_Data to examine:_
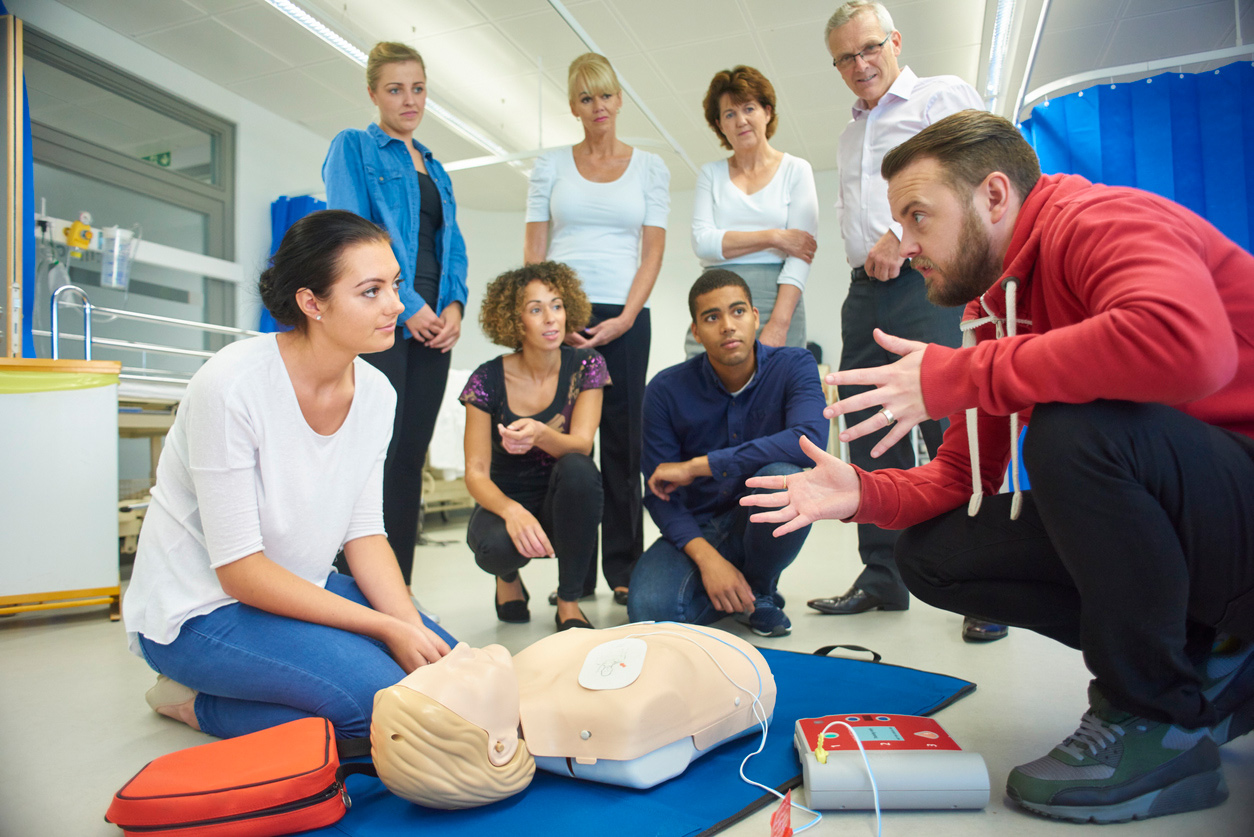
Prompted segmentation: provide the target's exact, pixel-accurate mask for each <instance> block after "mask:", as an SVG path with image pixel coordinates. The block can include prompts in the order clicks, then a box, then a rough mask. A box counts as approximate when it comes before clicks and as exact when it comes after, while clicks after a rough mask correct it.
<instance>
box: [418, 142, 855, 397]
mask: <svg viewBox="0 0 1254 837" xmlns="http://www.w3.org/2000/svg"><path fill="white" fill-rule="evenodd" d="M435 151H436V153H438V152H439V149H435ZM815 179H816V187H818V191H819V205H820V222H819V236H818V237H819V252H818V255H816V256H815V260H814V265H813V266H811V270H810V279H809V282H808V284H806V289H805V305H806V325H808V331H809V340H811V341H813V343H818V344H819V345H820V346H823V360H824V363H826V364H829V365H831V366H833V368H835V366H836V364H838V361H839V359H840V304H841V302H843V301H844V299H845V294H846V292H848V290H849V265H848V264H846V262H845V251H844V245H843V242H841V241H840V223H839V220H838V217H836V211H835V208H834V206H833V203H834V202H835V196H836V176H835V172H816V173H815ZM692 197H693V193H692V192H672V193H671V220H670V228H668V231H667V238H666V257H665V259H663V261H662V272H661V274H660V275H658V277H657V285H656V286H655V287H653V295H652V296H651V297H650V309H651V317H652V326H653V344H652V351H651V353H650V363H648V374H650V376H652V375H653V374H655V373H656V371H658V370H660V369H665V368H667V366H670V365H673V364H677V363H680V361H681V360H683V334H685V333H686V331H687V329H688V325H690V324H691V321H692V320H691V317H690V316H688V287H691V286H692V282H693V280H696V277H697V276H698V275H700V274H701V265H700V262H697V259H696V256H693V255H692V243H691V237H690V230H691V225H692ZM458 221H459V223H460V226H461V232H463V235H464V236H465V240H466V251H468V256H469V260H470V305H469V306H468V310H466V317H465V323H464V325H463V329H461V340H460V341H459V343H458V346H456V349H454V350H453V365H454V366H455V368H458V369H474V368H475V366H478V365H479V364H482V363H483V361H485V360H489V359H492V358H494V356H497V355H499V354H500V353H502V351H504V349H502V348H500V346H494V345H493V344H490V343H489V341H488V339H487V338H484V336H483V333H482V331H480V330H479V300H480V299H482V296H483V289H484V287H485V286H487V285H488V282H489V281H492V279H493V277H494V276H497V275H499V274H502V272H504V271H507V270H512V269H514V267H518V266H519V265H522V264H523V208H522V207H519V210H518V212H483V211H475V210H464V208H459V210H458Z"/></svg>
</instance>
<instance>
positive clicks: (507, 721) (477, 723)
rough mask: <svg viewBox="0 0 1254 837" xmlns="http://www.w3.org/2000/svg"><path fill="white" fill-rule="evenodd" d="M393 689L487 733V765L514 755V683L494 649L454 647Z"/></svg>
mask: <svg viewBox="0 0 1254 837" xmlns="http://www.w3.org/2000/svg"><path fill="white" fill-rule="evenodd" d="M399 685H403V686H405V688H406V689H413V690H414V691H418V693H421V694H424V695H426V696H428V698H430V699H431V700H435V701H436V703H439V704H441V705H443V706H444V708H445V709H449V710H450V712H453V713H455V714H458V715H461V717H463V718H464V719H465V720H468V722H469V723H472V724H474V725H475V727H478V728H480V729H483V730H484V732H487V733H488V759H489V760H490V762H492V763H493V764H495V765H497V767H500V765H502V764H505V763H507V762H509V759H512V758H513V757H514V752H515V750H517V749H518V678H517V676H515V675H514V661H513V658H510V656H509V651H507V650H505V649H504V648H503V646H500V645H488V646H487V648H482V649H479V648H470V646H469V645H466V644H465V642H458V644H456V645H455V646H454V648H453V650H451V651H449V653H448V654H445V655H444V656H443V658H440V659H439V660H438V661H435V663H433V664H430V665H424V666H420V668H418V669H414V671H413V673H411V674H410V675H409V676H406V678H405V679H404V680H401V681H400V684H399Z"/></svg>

---

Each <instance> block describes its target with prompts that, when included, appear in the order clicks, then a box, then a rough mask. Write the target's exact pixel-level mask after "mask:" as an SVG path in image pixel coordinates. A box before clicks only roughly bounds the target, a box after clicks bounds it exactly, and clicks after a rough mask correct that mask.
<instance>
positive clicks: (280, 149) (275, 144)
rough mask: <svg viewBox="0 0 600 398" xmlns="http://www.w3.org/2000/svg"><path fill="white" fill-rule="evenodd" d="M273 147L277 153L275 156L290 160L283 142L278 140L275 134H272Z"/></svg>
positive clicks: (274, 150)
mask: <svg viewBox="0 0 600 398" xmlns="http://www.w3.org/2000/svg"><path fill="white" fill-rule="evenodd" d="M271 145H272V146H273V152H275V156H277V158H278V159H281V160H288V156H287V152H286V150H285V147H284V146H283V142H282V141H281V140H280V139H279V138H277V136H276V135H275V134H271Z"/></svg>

_What you will do:_
Only lines holding the word "when" are wanted; list them all from the material.

_Result:_
Prompted segmentation: provide the target's exact, pixel-accurate mask for each <instance> block after "mask:", as an SVG path with image pixel coordinates. The block can include prompts in the order clicks, then a box, then a rough mask. A box counts as approximate when it comes before clicks and as exact when it comes after, while clicks after a rough mask correct it.
Each <instance> block describes its target with prompts that, when included, appear in the order clicks, then a box, then a rough mask. Write the target's exact pixel-level mask after "mask:" as an SVG path in image pixel coordinates. A box before clicks only roughly bounds the target, a box after clicks bounds it exactly, and clicks after a rough mask correct that mask.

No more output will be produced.